To do:
The answer must consist only of the lines from the line with "Target: burning wood log" to the line with "Mark one point per instance of the brick", both included, exactly as they stand below.

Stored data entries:
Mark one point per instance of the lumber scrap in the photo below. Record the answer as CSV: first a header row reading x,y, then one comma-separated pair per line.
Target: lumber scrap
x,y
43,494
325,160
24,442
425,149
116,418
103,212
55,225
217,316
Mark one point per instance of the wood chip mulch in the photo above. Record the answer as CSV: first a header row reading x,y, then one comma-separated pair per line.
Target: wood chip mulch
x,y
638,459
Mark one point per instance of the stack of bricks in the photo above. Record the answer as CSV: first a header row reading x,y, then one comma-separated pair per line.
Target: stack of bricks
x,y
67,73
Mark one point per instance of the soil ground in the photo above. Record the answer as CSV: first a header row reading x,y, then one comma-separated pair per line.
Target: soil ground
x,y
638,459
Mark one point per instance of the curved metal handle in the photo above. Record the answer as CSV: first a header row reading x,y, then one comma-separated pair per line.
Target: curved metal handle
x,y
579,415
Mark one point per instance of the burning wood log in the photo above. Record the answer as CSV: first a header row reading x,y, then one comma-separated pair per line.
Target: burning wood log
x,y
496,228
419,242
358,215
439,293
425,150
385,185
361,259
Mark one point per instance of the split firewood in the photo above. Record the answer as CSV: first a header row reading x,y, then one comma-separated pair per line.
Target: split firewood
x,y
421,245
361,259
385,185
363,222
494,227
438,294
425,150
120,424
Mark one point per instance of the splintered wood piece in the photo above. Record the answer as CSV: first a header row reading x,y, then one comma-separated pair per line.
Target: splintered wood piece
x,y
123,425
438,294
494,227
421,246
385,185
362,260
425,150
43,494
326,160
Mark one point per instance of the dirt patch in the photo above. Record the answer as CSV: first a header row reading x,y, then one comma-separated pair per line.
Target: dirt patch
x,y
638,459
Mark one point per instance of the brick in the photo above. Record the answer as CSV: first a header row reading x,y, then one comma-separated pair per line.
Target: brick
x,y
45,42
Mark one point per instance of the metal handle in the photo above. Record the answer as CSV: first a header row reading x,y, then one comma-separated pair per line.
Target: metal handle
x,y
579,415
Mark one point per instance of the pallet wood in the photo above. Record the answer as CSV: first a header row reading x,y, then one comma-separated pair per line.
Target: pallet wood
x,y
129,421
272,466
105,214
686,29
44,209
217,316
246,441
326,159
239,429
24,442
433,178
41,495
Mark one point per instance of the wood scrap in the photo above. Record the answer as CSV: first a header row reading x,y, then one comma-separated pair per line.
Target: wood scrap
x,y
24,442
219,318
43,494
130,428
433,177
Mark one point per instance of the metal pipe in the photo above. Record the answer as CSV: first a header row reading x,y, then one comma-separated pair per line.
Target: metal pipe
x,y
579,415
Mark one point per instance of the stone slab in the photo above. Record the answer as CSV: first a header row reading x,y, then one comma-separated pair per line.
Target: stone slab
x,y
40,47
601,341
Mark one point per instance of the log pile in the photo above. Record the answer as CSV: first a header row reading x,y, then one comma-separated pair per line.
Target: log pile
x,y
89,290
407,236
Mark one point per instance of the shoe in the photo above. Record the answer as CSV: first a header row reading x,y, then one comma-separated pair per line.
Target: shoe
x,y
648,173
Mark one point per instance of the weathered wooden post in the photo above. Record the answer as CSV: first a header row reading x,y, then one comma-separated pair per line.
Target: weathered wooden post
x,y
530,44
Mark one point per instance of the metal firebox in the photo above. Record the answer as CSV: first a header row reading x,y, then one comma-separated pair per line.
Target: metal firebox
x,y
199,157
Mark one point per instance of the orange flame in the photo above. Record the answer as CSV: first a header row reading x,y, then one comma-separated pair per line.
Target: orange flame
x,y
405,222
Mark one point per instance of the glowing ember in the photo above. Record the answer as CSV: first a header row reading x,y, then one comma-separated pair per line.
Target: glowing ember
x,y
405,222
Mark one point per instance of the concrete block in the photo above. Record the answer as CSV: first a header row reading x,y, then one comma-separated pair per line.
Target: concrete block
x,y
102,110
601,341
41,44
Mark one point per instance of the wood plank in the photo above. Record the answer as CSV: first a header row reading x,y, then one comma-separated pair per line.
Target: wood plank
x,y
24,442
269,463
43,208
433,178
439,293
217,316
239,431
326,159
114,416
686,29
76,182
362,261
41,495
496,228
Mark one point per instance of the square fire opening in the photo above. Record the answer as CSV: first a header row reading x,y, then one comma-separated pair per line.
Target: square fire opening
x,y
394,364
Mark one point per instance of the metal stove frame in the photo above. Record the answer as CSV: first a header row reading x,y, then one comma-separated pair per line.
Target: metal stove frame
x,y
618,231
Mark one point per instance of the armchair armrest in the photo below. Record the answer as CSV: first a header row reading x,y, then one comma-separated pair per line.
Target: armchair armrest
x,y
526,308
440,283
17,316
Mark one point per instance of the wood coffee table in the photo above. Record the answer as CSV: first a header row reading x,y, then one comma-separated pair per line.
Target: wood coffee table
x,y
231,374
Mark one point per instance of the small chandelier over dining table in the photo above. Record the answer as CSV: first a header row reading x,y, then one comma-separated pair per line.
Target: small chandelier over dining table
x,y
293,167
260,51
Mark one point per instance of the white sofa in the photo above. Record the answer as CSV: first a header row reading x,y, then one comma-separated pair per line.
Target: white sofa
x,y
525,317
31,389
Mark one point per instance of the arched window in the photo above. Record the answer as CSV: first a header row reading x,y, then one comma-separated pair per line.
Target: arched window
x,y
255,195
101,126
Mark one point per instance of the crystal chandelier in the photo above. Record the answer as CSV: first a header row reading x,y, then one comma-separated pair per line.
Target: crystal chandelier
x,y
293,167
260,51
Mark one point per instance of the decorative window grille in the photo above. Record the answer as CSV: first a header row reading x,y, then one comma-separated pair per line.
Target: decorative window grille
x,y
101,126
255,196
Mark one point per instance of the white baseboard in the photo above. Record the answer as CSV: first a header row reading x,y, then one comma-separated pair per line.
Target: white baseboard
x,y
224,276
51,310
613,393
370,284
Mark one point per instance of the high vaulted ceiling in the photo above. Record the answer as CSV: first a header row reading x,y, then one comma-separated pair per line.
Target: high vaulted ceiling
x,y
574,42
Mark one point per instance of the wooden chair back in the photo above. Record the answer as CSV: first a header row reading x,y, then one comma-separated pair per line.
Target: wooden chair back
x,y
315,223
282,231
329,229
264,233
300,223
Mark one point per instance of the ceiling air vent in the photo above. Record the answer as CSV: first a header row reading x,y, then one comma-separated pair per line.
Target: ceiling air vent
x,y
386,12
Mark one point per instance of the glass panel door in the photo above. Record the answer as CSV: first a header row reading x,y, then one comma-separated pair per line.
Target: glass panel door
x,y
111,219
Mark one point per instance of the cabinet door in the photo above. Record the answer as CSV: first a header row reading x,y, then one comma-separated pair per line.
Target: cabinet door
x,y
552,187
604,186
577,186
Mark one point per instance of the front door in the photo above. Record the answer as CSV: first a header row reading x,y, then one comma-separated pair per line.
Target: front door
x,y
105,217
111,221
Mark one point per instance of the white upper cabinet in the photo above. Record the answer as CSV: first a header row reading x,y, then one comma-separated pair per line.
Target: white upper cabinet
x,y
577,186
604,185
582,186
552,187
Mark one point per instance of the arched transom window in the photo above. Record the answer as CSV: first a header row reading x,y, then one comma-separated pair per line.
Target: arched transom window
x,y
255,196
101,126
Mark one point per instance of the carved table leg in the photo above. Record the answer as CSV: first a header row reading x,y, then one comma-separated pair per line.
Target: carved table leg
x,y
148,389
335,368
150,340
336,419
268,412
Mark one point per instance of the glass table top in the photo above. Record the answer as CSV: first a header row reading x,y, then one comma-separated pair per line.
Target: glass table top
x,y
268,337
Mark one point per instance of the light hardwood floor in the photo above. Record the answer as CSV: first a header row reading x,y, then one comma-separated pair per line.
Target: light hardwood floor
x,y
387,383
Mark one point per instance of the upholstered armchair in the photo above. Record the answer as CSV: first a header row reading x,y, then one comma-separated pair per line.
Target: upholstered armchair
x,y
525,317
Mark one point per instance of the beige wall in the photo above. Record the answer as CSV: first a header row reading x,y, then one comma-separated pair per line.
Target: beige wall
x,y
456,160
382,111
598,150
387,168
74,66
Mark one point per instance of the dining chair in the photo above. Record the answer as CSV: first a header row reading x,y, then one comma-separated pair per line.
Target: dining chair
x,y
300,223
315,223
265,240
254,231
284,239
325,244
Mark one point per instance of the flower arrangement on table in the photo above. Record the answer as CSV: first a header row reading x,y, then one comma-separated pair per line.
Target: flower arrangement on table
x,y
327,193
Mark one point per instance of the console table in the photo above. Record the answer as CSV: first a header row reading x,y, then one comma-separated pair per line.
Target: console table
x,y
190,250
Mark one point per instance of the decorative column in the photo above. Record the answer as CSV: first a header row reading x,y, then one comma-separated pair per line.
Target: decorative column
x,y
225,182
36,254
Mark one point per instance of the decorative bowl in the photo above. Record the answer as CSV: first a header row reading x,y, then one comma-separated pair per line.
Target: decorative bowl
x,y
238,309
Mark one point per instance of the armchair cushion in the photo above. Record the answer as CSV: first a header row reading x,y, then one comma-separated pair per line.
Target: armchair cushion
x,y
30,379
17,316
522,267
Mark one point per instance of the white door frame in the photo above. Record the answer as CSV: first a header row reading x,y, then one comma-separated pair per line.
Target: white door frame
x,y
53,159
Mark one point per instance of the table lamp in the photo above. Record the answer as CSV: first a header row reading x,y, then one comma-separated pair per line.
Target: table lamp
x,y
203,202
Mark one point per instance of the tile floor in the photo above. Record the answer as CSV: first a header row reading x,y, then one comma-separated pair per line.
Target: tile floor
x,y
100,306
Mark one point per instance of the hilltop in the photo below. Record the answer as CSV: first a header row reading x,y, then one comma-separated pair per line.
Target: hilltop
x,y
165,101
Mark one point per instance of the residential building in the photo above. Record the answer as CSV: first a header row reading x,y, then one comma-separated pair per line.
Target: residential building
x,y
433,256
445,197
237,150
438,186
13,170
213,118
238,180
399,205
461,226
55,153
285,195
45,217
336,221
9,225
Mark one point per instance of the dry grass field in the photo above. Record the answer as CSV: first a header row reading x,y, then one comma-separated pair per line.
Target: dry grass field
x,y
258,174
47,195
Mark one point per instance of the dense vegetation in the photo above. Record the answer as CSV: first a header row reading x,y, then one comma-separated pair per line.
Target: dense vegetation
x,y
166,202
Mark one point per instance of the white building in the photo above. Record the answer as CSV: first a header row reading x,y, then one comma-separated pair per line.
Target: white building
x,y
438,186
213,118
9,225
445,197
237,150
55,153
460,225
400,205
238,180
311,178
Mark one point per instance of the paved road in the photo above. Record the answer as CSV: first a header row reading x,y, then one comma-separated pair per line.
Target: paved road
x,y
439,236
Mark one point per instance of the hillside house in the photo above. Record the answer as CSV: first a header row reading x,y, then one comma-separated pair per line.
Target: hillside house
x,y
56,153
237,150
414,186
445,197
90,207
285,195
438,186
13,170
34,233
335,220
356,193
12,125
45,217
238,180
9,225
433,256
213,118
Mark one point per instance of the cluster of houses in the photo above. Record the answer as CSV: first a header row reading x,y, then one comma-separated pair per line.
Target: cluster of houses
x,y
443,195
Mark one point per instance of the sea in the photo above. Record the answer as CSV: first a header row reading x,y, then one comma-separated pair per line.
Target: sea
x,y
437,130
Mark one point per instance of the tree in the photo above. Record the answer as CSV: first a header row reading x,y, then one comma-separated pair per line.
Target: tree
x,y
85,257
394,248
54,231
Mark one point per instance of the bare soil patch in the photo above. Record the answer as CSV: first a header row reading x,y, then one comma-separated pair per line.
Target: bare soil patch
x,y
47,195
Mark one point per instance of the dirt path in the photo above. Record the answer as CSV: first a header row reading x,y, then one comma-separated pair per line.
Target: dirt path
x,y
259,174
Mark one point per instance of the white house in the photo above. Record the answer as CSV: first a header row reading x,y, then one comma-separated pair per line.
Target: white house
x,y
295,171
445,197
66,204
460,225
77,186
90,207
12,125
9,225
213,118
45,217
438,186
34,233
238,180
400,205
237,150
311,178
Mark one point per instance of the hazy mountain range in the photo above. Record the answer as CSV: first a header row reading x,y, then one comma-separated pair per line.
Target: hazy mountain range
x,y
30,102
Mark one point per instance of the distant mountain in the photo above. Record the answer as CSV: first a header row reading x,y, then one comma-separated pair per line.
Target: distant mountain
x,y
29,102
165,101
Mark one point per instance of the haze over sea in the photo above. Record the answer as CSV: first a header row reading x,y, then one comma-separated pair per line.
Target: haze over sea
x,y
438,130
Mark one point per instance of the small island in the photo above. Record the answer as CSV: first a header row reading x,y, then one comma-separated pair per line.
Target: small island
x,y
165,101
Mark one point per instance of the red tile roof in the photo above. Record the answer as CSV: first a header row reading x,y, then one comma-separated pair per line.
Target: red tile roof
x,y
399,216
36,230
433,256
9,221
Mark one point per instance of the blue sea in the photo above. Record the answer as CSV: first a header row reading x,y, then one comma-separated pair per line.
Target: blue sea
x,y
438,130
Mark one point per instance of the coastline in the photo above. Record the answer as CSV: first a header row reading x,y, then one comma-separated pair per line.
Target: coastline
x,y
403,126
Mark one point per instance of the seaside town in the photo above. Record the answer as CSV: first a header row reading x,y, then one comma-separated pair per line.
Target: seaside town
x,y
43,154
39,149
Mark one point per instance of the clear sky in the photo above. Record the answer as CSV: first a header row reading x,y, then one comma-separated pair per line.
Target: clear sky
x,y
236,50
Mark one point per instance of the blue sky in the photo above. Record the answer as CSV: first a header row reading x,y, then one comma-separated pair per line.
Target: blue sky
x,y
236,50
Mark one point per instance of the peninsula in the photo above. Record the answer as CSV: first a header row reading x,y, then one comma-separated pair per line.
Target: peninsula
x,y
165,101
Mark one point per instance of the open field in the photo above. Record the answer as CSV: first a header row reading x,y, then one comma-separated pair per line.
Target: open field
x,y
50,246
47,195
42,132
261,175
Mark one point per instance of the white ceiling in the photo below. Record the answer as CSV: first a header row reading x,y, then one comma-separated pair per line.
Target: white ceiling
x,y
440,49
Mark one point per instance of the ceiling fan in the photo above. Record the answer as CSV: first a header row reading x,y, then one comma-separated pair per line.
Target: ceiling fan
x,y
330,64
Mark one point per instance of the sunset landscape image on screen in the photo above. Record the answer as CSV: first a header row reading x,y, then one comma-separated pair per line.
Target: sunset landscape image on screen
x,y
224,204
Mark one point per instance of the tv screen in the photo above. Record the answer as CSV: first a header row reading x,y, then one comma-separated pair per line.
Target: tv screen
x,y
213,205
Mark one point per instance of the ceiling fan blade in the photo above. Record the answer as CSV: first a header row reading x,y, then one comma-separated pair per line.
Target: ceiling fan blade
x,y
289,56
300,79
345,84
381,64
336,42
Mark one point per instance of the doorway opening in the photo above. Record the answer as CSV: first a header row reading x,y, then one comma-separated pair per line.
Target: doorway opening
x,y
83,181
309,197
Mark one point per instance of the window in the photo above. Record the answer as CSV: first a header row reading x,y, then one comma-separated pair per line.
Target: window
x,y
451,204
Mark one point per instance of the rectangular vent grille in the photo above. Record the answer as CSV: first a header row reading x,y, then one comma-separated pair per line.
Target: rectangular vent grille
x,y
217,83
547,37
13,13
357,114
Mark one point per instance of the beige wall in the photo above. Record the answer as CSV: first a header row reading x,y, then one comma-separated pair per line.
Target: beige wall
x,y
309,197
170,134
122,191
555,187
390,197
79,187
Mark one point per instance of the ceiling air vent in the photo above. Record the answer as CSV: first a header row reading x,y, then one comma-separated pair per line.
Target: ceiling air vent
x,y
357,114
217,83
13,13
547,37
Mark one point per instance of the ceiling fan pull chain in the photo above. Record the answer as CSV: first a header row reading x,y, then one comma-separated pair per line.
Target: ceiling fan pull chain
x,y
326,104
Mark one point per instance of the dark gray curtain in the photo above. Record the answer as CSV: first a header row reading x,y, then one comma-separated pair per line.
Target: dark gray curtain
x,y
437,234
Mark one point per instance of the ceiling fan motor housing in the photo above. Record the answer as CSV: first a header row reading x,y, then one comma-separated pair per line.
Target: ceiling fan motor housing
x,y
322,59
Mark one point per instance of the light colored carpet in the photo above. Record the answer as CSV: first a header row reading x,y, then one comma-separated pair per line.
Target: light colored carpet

Result:
Target: burning wood log
x,y
496,228
419,242
358,215
439,293
425,150
385,185
361,259
Mark one point per instance of the split firewood in the photo above. Record the answer as CSV: first a header row reading x,y, then one comma-separated pair per line.
Target: split firewood
x,y
421,245
361,259
385,185
363,222
494,227
438,294
425,150
120,424
Mark one point per instance of the splintered wood piece in the photo above. Record the answer as CSV: first a header row reading x,y, then one comma-separated pair per line.
Target: splintered wood piece
x,y
123,425
438,294
494,227
421,246
385,185
362,260
425,150
43,494
326,160
Mark one point per instance of the dirt patch in the photo above. Record the answer as CSV: first a header row reading x,y, then one comma-separated pair per line.
Target: dirt patch
x,y
638,459
Mark one point per instance of the brick in the photo above. Record the answer as CSV: first a header row reading x,y, then one comma-separated pair per line.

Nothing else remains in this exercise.